> [TASK ITEM] All of the material must be duplicated exactly, line by line.

> [INFORMATION GIVEN]
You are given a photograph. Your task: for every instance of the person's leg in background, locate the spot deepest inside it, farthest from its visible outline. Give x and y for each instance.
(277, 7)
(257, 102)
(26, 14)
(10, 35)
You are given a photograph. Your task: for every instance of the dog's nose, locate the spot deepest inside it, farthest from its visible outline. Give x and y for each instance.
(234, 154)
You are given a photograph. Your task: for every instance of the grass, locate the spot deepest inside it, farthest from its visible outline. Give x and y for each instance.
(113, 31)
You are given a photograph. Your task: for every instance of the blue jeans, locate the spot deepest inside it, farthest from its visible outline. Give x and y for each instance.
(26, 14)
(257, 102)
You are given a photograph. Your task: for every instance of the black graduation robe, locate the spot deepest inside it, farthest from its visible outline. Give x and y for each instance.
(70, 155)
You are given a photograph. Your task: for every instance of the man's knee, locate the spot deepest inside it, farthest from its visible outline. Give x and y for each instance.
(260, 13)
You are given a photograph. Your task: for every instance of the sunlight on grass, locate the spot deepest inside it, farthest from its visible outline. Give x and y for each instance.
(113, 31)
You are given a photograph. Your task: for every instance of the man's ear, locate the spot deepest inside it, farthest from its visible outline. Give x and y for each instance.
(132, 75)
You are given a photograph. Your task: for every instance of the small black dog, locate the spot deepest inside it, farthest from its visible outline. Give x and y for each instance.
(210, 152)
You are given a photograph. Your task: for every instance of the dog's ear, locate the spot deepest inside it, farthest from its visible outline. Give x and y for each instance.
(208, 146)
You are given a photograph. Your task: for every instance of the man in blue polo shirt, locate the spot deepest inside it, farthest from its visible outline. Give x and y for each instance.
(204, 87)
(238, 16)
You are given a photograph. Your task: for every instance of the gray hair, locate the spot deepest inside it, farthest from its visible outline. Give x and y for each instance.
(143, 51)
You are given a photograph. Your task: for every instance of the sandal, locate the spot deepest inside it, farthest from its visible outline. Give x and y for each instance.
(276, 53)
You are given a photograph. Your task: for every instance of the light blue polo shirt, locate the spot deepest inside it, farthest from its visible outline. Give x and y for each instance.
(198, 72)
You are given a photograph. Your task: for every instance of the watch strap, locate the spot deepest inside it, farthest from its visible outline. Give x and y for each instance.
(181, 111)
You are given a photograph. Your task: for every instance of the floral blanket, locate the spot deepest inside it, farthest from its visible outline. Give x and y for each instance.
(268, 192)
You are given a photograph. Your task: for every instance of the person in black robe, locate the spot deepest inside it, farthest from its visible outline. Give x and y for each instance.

> [TASK ANSWER]
You are given a photograph. Your task: for every instance of the person's leg in background, locate the spot deepest inside it, farthest from its visible outline. Give x and y for each instance.
(277, 7)
(257, 102)
(26, 14)
(10, 35)
You are given a photograph. Your task: for every instance of the dog's nose, locate the spot deepest inside it, farthest from its visible outline. Give x and y for each instance.
(234, 154)
You are given a photograph. Your task: for every instance of the grass, locate the spot deepest inside it, farthest from its visible outline. Give x and y for each instance.
(113, 31)
You are given a photograph. Your task: for every instance of the blue jeans, locate the spot deepest inside it, farthest from its visible outline. Give x and y for each instance.
(26, 14)
(257, 102)
You are given a photograph. Your task: for every instance of the black graduation robe, locate the spot deepest inside it, farthest from its visible outline. Give x and y for each instance.
(70, 155)
You are given a photograph. Your task: for every instance of the man's knee, locate the spot deepest inside it, farthest from its visible outline. Give x and y for each instance.
(260, 13)
You are given a photograph. Your task: for every instance of the sunlight on grass, locate the spot deepest inside it, farthest from its visible outline. Give x and y for each instance.
(113, 31)
You are given a photograph. Your task: for every instance of the man's ear, locate the spot deepest inside it, farthest from its visible outline. Give x and y for each instance.
(132, 75)
You are given a photograph. Your task: for every instance of the small black dog, locate the spot deepest inside it, farthest from its visible outline. Give x and y for each instance.
(210, 152)
You are given a photograph. Your task: for every instance of the dog's ear, locate the spot deepest inside it, farthest from its visible outline. Give x and y for each instance.
(208, 146)
You are given a photograph. Your task: for every instance of the man in blue polo shirt, locate the spot deepest inside it, farthest from its visible outline. Give x and y for each instance.
(204, 87)
(238, 16)
You are given a photograph. Your task: for every instance of the gray hair, locate the spot deepest inside it, farthest from its visible outline. Give x and y for each instance.
(143, 51)
You are given a photograph. Your task: for every instance of the sandal, locate the spot deepest inside it, farthest from its visible outline. Give x and y for each instance.
(276, 53)
You are given a photograph. Your task: for every instance of the light blue polo shirt, locate the spot deepest inside it, farthest from its visible outline. Give x and y for each instance.
(198, 72)
You are given a photograph. Your task: for every instance of the watch strap, locate the spot deepest inside it, farthest from its visible outline. Give x and y for each instance.
(181, 111)
You are given a photograph. Your task: for every instance of the floral blanket, locate the spot deepest inside it, farthest from its visible outline. Give x and y for each instance.
(268, 192)
You are given a photograph. Your task: for every instance of the person in black robe, locate the spot deepest inside it, farthest from its visible outline. Give x and y for each instance.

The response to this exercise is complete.